[Items from a dataset]
---
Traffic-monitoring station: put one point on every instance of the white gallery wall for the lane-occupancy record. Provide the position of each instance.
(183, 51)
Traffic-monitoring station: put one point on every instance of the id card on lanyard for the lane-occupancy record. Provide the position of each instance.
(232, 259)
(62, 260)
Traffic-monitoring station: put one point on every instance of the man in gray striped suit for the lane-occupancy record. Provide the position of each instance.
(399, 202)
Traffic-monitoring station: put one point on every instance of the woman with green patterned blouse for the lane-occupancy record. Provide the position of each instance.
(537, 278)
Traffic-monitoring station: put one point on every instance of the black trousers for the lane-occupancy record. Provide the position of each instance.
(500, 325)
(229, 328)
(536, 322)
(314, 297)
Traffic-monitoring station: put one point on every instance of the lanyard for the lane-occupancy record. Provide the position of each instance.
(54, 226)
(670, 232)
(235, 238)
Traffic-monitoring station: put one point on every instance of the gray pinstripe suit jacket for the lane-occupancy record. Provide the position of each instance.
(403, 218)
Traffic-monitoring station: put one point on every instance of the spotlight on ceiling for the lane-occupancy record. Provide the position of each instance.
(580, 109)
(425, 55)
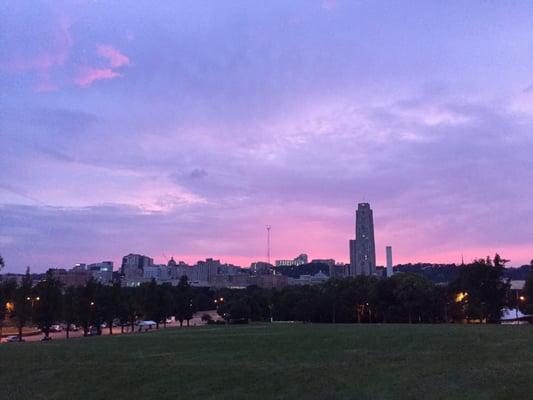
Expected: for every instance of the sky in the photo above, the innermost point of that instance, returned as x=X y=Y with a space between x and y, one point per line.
x=185 y=128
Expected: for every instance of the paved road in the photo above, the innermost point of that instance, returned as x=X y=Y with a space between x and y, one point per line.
x=196 y=321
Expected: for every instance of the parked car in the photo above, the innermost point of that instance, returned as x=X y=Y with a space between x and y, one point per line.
x=14 y=339
x=146 y=325
x=93 y=331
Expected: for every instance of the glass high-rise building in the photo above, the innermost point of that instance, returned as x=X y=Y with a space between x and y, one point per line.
x=363 y=251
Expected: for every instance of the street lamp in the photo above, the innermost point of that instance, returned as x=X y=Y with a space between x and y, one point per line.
x=32 y=300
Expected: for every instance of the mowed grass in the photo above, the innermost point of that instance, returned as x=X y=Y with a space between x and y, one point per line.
x=300 y=361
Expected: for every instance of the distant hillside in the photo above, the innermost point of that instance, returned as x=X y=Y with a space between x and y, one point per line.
x=294 y=271
x=437 y=273
x=447 y=272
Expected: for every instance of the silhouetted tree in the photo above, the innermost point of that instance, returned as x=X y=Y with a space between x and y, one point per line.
x=485 y=290
x=129 y=307
x=527 y=308
x=70 y=308
x=23 y=303
x=412 y=292
x=88 y=314
x=183 y=301
x=7 y=294
x=108 y=300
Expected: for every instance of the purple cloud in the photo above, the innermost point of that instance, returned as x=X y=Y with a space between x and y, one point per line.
x=226 y=119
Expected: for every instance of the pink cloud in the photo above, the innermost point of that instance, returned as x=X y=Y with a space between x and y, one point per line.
x=55 y=51
x=88 y=75
x=116 y=58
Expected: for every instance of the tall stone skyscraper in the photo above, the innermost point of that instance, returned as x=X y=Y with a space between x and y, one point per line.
x=365 y=248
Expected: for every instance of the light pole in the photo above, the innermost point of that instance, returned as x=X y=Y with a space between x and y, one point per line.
x=32 y=300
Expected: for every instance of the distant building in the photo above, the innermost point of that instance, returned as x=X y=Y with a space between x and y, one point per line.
x=300 y=260
x=207 y=270
x=315 y=279
x=73 y=277
x=339 y=270
x=132 y=268
x=261 y=268
x=101 y=272
x=352 y=271
x=364 y=262
x=269 y=281
x=390 y=271
x=327 y=261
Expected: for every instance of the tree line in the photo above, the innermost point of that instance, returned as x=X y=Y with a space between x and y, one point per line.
x=479 y=293
x=94 y=305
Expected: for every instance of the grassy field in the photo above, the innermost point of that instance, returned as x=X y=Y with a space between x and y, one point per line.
x=278 y=362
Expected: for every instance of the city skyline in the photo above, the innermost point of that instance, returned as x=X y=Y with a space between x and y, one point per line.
x=184 y=130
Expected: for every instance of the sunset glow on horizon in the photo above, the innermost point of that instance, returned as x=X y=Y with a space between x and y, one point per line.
x=184 y=130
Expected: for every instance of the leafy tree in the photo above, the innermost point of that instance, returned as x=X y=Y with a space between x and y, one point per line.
x=7 y=291
x=412 y=292
x=528 y=295
x=88 y=313
x=150 y=302
x=70 y=308
x=47 y=310
x=165 y=300
x=23 y=303
x=183 y=301
x=108 y=300
x=129 y=307
x=484 y=290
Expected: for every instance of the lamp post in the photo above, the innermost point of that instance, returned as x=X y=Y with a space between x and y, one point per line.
x=32 y=300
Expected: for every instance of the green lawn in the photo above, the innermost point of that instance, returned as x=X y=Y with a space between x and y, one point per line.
x=300 y=361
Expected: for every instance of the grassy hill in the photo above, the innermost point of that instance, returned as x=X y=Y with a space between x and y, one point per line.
x=300 y=361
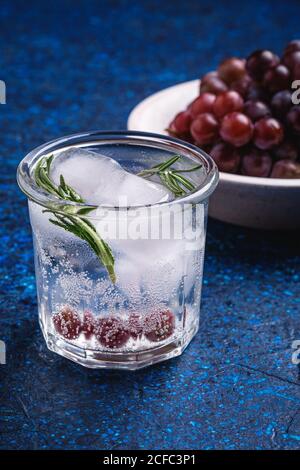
---
Goal of the exercise:
Set down the entries above exactly, and keep every picture out of your copy.

Exercise solution:
Traffic-monitoring station: put one point on every instance of the white gallery wall for the lane-occupancy record. Provide the position of each instance.
(183, 51)
Traffic-monitoring station: put one point on every instance of the id card on lanyard for the lane-occupancy record. Provide the position of each instance.
(232, 259)
(62, 260)
Traffic-monitoring station: put one point on every instance of the man in gray striped suit for the lane-occupancy record. Provide the position of each instance.
(399, 202)
Traffic-monitoring station: put one point on every instance of the woman with green patterned blouse for the lane-occupancy record. Provide the position of each instance.
(537, 278)
Traffic-monitoring station: put one point on every instance of the black trousers for the lane-occupancy record. Provide the position of each instance.
(500, 325)
(229, 328)
(536, 322)
(314, 297)
Traffic-monitoring station: put one point on every instance of the lanyard for the lane-occupancy record. Provide the position of each instance.
(54, 226)
(670, 232)
(235, 238)
Traffic-monitoring station: put one point on every instance of the gray pinstripe suit jacket for the lane-occupancy record. Provide the position of each instance.
(403, 218)
Traffic-monitoring station: put one point on every instance of the spotlight on ceiling for the lane-occupancy record. Provide the position of each instance.
(580, 109)
(425, 55)
Expected: for every instance of the sky in the photo above, the innermost point of that instance, returned as x=X y=Y with a space between x and y, one point per line.
x=185 y=128
Expected: for every instance of the paved road in the photo above, the innermost point of that instance, returned as x=X y=Y with a space between x and y, one point per line.
x=196 y=321
Expected: for every instance of the parked car in the photo above, the innermost point of that instance, returned as x=X y=Y with a space between x and y, one point per line.
x=14 y=339
x=146 y=325
x=93 y=331
Expected: for every instance of the glass high-rise building in the photo above, the innermost point of that instance, returned as x=X y=Y with a space between x and y, one point per line.
x=363 y=251
Expected: for every instance of the street lamp in the photo above, the innermost point of that instance, returned as x=X y=Y with a space between x and y, one point per line.
x=32 y=300
Expected: for every instance of the mowed grass in the photo above, the innermost point of that instance, returned as x=X y=Y with a space between x and y, one point per line.
x=300 y=361
Expected: for every instance of the distant hillside in the photo above, the innermost point of that instance, returned as x=X y=Y with a space between x and y, one point per line.
x=294 y=271
x=437 y=273
x=447 y=272
Expected: for every instance of the silhouetted tree in the photo above, the innermost point of that instance, returned as x=X y=Y with a space between x and y, one point per line.
x=485 y=290
x=129 y=307
x=527 y=308
x=70 y=308
x=23 y=303
x=412 y=292
x=88 y=314
x=183 y=301
x=7 y=294
x=108 y=300
Expected: for every instance of the purple cloud in the photo above, the innermost point of that instance, returned as x=X y=Y with a space between x and y, one point per line.
x=226 y=119
Expected: for every instance of the pink cloud in the photo above, the innermost point of that instance, returned as x=X y=Y with a space between x and y, one point per line.
x=55 y=51
x=88 y=75
x=116 y=58
Expected: for every instance of the tall stone skyscraper in the photo above, the innermost point of that instance, returned as x=X y=Y with a space between x and y, one point per line.
x=365 y=248
Expected: for every instance of the light pole in the photo above, the innermost point of that instance, returned as x=X y=Y with a space between x and y, one point per line.
x=32 y=300
Expected: for every instance of the distant building in the photo above, the innermost point of that instance, returned as x=X y=Y with a space between x and y, one point per line.
x=300 y=260
x=207 y=270
x=315 y=279
x=73 y=277
x=339 y=270
x=132 y=268
x=261 y=268
x=101 y=272
x=352 y=271
x=364 y=262
x=269 y=281
x=390 y=271
x=327 y=261
Expected: for every instance of the tree line in the photo above, the innermost point of that instance, returned as x=X y=Y with a space between x and y, one point per line.
x=479 y=293
x=94 y=305
Expected: for every instance of the grassy field in the photo above, the innermost point of that instance, returned as x=X y=Y with a space between x and y, one point per line.
x=278 y=362
Expected: for every instance of the city skyline in the photo above, the innermost point of that instance, returned as x=X y=Y with a space between x and y, one point per line.
x=184 y=130
Expected: for every instance of the sunset glow on horizon in the photo above, the innermost point of that instance, returned as x=X y=Y with a space between x and y, one point per line.
x=184 y=130
Expected: for every instance of the leafy tree in the photo above, the innermost point of that instance, returned as x=X y=Y with a space between x and y, one point per line.
x=7 y=291
x=412 y=292
x=528 y=295
x=88 y=313
x=150 y=302
x=70 y=308
x=47 y=310
x=165 y=300
x=23 y=303
x=183 y=301
x=108 y=300
x=129 y=307
x=484 y=290
Expected: for every instance of the lamp post in the photo above, the innermost point of that instance, returned as x=X y=Y with a space between x and y, one point per line.
x=32 y=300
Expected: for every instance of the green lawn in the photo above, the innermost point of that instance, returned as x=X y=Y with a space between x and y, one point per line.
x=300 y=361
Expected: for every instance of the grassy hill in the photo above, the innermost point of that instance, returned as x=X y=Y with a space between x and y, one point per line.
x=300 y=361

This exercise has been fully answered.